Extract, word for word, each line from the line holding "Target: green shrub" through the end of the records. Omit every picture.

Natural language region descriptions:
__________________________________________________

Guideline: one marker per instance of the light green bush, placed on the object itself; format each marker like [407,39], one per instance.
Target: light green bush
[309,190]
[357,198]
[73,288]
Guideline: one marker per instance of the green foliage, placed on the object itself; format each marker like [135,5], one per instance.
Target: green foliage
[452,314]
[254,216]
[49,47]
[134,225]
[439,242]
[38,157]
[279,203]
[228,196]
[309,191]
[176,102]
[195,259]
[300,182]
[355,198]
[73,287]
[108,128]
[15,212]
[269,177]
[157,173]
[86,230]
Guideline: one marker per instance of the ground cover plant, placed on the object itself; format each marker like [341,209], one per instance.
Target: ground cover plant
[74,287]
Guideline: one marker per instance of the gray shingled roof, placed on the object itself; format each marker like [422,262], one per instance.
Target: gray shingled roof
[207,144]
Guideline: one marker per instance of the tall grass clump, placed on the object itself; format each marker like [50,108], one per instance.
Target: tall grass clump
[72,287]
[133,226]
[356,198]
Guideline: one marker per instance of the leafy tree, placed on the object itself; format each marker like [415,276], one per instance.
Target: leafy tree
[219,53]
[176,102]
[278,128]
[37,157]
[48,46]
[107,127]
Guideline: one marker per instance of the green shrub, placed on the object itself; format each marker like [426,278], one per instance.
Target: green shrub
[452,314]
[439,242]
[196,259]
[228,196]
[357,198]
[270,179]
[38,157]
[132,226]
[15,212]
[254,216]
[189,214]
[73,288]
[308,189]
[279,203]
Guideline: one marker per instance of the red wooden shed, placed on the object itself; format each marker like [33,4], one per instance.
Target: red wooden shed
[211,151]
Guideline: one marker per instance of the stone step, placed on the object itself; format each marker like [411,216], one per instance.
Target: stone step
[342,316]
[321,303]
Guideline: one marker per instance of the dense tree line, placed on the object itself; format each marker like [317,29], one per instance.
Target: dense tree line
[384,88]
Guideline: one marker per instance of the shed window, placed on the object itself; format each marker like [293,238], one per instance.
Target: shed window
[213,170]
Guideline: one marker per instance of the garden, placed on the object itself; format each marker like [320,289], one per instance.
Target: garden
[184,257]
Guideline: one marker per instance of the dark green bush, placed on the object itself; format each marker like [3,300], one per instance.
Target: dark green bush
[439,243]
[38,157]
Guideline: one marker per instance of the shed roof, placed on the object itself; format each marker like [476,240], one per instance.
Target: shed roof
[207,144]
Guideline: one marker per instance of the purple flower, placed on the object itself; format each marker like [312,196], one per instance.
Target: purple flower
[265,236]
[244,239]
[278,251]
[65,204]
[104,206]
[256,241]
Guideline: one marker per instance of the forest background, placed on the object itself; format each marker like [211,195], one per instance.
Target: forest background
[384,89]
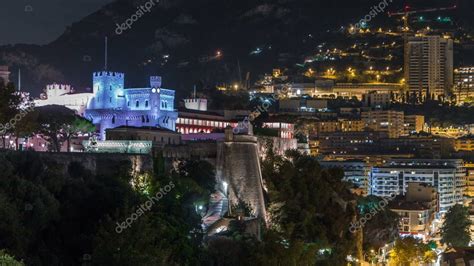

__________________________________________________

## RESULT BELOW:
Target: green shrub
[452,314]
[439,242]
[196,259]
[228,196]
[357,198]
[270,179]
[38,157]
[132,226]
[15,212]
[254,216]
[189,214]
[73,288]
[308,189]
[279,203]
Guideline: one marker per instance of the red wooden shed, placed on the object itself; format each marker like [33,4], one per instance.
Target: red wooden shed
[211,151]
Guideline: one marker per instance of the stone step, placed on the object itself; format each marker like [411,216], one per instance.
Target: stone step
[342,316]
[321,303]
Guideline: one marker per instance of the dense tree line, placed on the object itself; format each marker like [317,29], one per instance.
Target: dense tree line
[384,88]
Guideline: one marker per instance of the shed window, placed on the object itself; format each marker like [293,238], one per instance.
Target: shed window
[213,170]
Guideline: one marker per instance of the garden, placed on the object itself; format each marker like [320,289], one per instance.
Target: garden
[184,257]
Guideline: one marker per instance of the dark green bush, placed on the object itself; format each marker like [3,300], one per instance.
Target: dark green bush
[439,243]
[38,157]
Guideline: one marker per instance of the shed roof, placed on the object itself; format each marker like [476,240], one per instance.
Target: shed roof
[207,144]
Guideline: one marker per instance of the purple flower, placed on the object itself; format each marker like [312,196], one per instance.
Target: purple flower
[265,236]
[244,239]
[278,251]
[65,204]
[104,206]
[256,241]
Guideline: one marker per instance of the forest background, placed on the object itself; format each marker like [211,195], one per instance.
Target: forest background
[384,89]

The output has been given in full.